-- Start of PAGE EXTRACT --
Category: Uncategorized

  • Can Christians separate "personal" and "social" morality?

    Melinda Henneberger accuses Christian conservatives of “overturning the Gospels” by focusing on sexual morality rather than economic justice:

    We as a nation—a proudly, increasingly loudly Christian nation—have somehow convinced ourselves that the selfish choice is usually the moral one, too. (What a deal!) You know how this works: It’s wrong to help poor people because “handouts” reward dependency and thus hurt more than they help. So, do the right thing—that is, walk right on by—and by all means hang on to your hard-earned cash.

    Thus do we deny the working poor a living wage, resent welfare recipients expected to live on a few hundred dollars a month, object to the whopping .16 percent of our GNP that goes to foreign aid—and still manage to feel virtuous about all of the above.

    Which is how “Christian” morality got to be all about other people’s sex lives—and incredibly easy lifting compared to what Jesus actually asks of us. Defending traditional marriage? A breeze. Living in one? Less so. Telling gay people what they can’t do? Piece o’ cake. But responding to the wretched? Loving the unlovable? Forgiving the ever-so-occasionally annoying people you actually know? Hard work, as our president would say, and rather more of a stretch.

    While I’m sympathetic to a lot of what she says here, it’s too simplistic to say that Christians shouldn’t be worried about sexual ethics. Ms. Henneberger seems to buy into the idea that sexual behavior is essentially “private” and nobody else’s business. But why couldn’t conservatives say the same thing about economic behavior – as the libertarian philospher Robert Nozick put it, what is morally objectionable about “capitalist acts between consenting adults”?

    The thing is, Jesus, Paul, and the Christian tradition generally don’t really go out of their way to separate “private” sexual morality from “public” matters of economics. Jesus comes down pretty hard on divorce, and Paul’s admonitions regarding sex are well-known. In Acts the church is notably economically egalitarian, but the Apostles also require Gentile converts to refrain from “sexual impurity” as one of the parts of the law that still apples to them.

    Of course, this raises the question of who is being addressed by Christian ethics – the church or society at large? Is there a “minimal” morality that applies to everyone, while Christian morality only applies to Christians? But if that’s so, how can we apply Christian teachings on economics to society as a whole but not its sexual ethics (as liberals sometimes seem to want) or vice versa (as conservatives would like)?

  • A consistent ethic of killing

    W. James Antle III has an article in the American Conservative on the attempts, from adherents of a “consistent life” ethic to Joseph Bottum’s “new fusionism,” to extend pro-life principles to other issues. He cautions against drawing facile policy implications from a general principle of “reverence for life”:

    Opposition to the shedding of innocent blood is a moral question, but attempts to order society and international relations justly often turn on prudential questions. One can agree that if human life is too sacred to be snuffed out by the abortionist that there is also an obligation to care for the children who thus enter the world. But it doesn’t necessarily follow that the welfare state, especially as constituted before the mid-1990s welfare reform in this country, is the best means to this end.
-- End of PAGE EXTRACT --
■ REQUIRED TASKS ■
1 - Answer these questions from the blog excerpt on Christian ethics:
(a) What share of the GNP does Henneberger say goes to foreign aid?
(b) Which libertarian philosopher does the author quote?
(c) In which publication does W. James Antle III have his article?
2 - Carry the blog excerpt on Christian ethics forward from its final sentence.
-- Start of EXCERPTED RECORDS --
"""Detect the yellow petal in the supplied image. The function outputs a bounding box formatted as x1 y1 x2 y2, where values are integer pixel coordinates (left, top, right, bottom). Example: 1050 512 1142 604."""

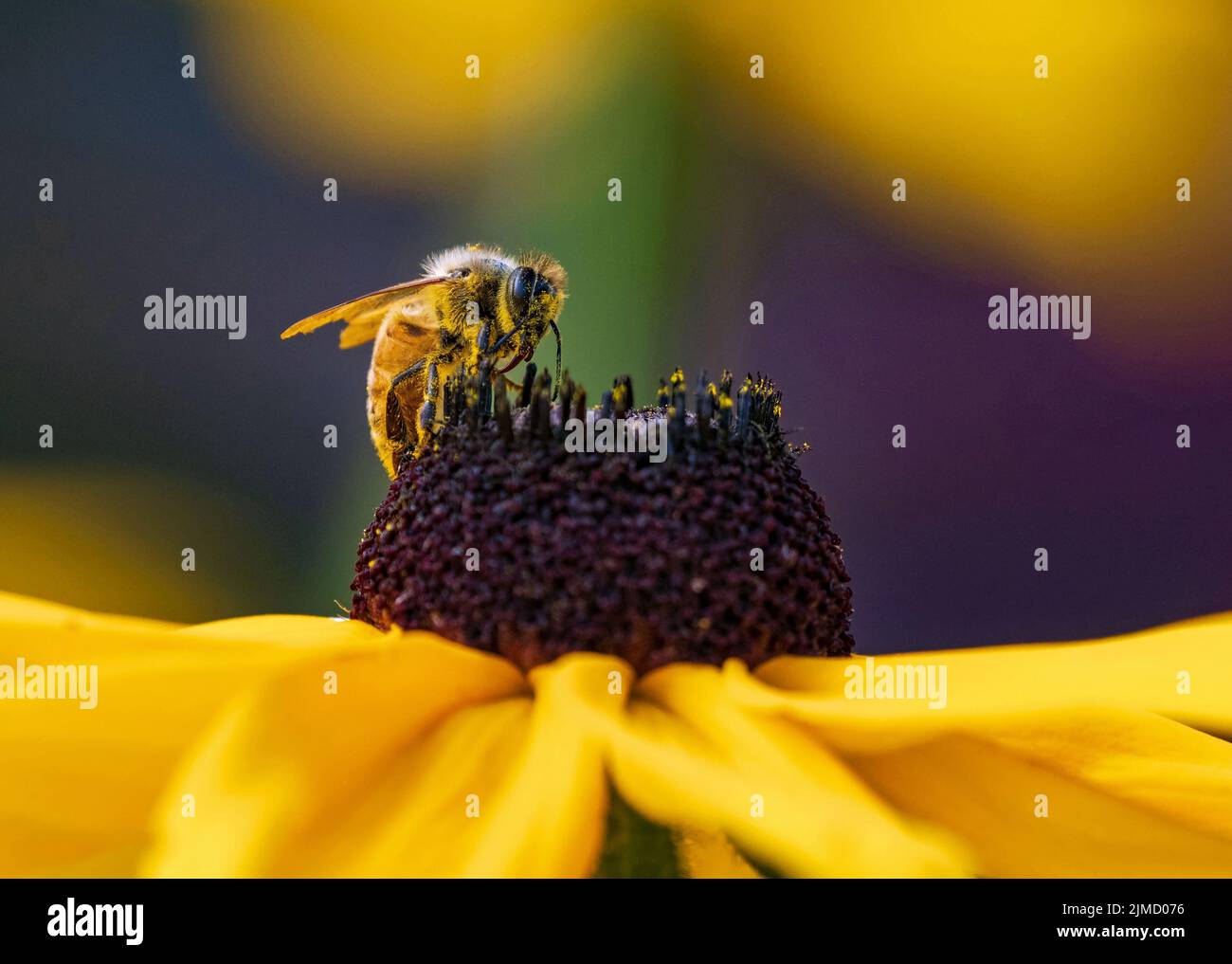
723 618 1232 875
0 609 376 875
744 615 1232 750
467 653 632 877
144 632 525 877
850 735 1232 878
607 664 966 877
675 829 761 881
-- End of EXCERPTED RECORDS --
-- Start of EXCERPTED RECORDS --
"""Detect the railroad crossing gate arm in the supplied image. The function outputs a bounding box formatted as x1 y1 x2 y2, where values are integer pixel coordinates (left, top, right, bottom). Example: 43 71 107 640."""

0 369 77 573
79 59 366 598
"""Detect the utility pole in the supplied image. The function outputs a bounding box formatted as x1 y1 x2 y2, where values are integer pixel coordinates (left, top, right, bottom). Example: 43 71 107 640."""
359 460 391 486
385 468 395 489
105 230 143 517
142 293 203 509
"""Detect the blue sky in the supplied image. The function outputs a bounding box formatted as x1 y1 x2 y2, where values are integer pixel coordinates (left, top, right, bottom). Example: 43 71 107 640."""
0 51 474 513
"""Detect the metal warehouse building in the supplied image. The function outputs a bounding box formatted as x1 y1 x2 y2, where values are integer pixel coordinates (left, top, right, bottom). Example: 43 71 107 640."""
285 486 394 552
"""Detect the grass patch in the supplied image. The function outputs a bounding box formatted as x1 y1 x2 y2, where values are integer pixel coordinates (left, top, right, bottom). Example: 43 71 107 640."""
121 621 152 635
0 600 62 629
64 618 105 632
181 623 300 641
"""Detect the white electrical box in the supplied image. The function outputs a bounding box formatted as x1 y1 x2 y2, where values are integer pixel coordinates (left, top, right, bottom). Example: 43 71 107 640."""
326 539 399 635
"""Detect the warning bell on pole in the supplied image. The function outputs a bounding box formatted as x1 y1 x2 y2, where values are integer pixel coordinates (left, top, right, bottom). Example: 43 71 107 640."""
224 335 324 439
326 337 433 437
-- End of EXCERPTED RECORDS --
-- Start of EXCERPTED RECORDS --
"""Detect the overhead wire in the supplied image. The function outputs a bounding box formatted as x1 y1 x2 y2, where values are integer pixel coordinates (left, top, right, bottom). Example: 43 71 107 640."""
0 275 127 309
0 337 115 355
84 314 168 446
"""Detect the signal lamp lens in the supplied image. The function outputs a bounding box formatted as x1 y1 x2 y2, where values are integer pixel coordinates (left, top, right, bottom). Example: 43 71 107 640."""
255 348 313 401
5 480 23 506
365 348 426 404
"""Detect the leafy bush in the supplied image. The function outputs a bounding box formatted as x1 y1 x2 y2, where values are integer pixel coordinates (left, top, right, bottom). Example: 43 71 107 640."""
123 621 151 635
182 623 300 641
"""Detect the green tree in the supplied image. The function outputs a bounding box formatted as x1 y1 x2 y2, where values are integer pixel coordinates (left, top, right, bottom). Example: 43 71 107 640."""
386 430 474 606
-- End of EXCERPTED RECORDS --
■ FINAL RESULTS ■
1 -
(a) .16 percent
(b) Robert Nozick
(c) The American Conservative

2 -
    Similarly, the dignity of human life that is violated by abortion and euthanasia is also affronted by tyranny and oppression. But it does not follow that the proper corrective is U.S. war on a massive scale to effect regime change in oppressive countries.

    In recent years, pro-lifers have awakened to the fact that opposing abortion requires more than lobbying for legal restrictions. It also requires compassionate treatment of women and children and efforts to make the horrible option of abortion seem unnecessary. This is a weighing of means and ends.

    But as pro-lifers have tried to broaden their focus to issues far removed from abortion, they have often sidestepped questions about means in pursuit of noble ends. Food, health care, and employment for all are each worthwhile goals. But serious thought is required about the means, especially given decades of evidence regarding the failures of welfare statism and socialism.

    I think he makes a fair point. Which policies are actually conducive to the protection and flourishing of human life is a matter of empirical investigation and can’t, by and large, be deduced from moral principles alone. However, that doesn’t mean that issue like abortion, war, capital punishment, and euthanasia are unconnected. For instance, in his essay “Toward a consistent natural-law ethic of killing,” Catholic philosopher Germain Grisez argues for a ethic of killing that unites opposition to capital punishment, most abortions, and strict limits on warfare. The logical connection is that these are all forms of killing and are naturally governed by the same set of moral principles.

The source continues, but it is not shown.